[Assigned task]
Find the line containing "Report x and y for each instance of the white truck" in the entries below. Restate it and each line after it, word for word, up to and including the line containing "Report x and y for each instance of the wire".

[Data to examine]
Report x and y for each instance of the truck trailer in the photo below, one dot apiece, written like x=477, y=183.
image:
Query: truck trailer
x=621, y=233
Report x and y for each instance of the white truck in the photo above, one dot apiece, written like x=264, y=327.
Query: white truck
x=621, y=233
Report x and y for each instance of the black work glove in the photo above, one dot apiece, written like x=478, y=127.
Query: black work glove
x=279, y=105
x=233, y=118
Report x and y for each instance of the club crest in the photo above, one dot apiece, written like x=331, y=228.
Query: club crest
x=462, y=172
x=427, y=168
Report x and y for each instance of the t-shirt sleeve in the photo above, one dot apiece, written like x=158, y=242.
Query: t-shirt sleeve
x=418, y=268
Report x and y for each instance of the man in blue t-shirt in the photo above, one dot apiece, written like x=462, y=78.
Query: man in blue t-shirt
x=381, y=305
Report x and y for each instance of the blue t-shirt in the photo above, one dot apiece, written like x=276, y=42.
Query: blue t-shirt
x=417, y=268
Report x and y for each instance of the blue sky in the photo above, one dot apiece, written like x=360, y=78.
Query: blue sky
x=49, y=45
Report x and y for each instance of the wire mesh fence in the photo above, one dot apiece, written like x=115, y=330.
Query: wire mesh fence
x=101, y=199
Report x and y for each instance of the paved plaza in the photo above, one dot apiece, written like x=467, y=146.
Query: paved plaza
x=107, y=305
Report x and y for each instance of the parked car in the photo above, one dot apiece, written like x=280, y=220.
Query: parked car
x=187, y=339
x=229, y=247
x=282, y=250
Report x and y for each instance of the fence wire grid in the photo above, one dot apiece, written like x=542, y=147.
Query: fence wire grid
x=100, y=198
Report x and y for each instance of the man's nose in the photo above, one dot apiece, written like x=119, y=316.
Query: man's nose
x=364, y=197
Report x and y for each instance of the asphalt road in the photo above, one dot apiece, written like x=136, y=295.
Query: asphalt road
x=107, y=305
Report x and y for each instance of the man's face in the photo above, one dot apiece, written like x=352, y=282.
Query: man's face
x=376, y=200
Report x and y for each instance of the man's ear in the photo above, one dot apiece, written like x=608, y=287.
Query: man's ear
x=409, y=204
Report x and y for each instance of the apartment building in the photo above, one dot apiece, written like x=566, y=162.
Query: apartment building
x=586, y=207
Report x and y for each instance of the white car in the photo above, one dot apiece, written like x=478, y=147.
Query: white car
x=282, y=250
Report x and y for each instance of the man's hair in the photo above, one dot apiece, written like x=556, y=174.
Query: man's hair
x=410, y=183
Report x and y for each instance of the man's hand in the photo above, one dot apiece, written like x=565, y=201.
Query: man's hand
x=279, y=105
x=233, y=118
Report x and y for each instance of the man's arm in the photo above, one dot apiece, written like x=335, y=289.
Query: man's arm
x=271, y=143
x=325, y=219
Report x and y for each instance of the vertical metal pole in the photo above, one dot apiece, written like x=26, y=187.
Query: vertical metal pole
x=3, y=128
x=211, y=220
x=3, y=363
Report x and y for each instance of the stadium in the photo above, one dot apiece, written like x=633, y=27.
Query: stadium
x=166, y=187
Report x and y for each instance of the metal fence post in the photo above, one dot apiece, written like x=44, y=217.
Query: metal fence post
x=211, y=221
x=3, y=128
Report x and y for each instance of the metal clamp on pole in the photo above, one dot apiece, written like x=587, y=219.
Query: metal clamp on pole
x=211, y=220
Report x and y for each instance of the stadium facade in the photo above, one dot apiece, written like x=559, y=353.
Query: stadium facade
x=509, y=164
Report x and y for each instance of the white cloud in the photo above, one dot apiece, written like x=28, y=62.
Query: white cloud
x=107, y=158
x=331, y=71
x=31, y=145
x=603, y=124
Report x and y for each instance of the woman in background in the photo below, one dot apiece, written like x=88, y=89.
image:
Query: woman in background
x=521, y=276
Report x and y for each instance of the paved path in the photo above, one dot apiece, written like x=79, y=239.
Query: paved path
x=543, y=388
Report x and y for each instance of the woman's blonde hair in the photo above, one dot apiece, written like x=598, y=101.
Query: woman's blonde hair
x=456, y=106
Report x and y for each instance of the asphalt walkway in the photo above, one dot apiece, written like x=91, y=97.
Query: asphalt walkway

[Final answer]
Report x and y for each instance of the white truck in the photo above, one dot apiece, written like x=264, y=327.
Query: white truck
x=621, y=233
Report x and y for each instance of the black work glove in the photo above, one dot apiece, written like x=478, y=127.
Query: black work glove
x=279, y=105
x=233, y=118
Report x and y for each instance of the club crest in the photo above, one dot apiece, written like x=331, y=228.
Query: club crest
x=462, y=172
x=427, y=168
Report x and y for each instance of the t-shirt sleeve in the photo above, one dot apiece, written like x=158, y=242.
Query: t-shirt sleeve
x=418, y=268
Report x and y for each instance of the man in blue t-shirt in the photo above, one dot apiece, written like x=462, y=78.
Query: man in blue t-shirt
x=381, y=305
Report x and y for each instance of the blue t-shirt in the photo above, one dot apiece, written like x=276, y=42.
Query: blue t-shirt
x=417, y=268
Report x and y for each instance of the blue sky in the photo above, one dot apiece, written like x=360, y=78.
Query: blue sky
x=49, y=45
Report x and y for each instance of the wire mesh fence in the photo above, one dot apiece, written like x=115, y=330.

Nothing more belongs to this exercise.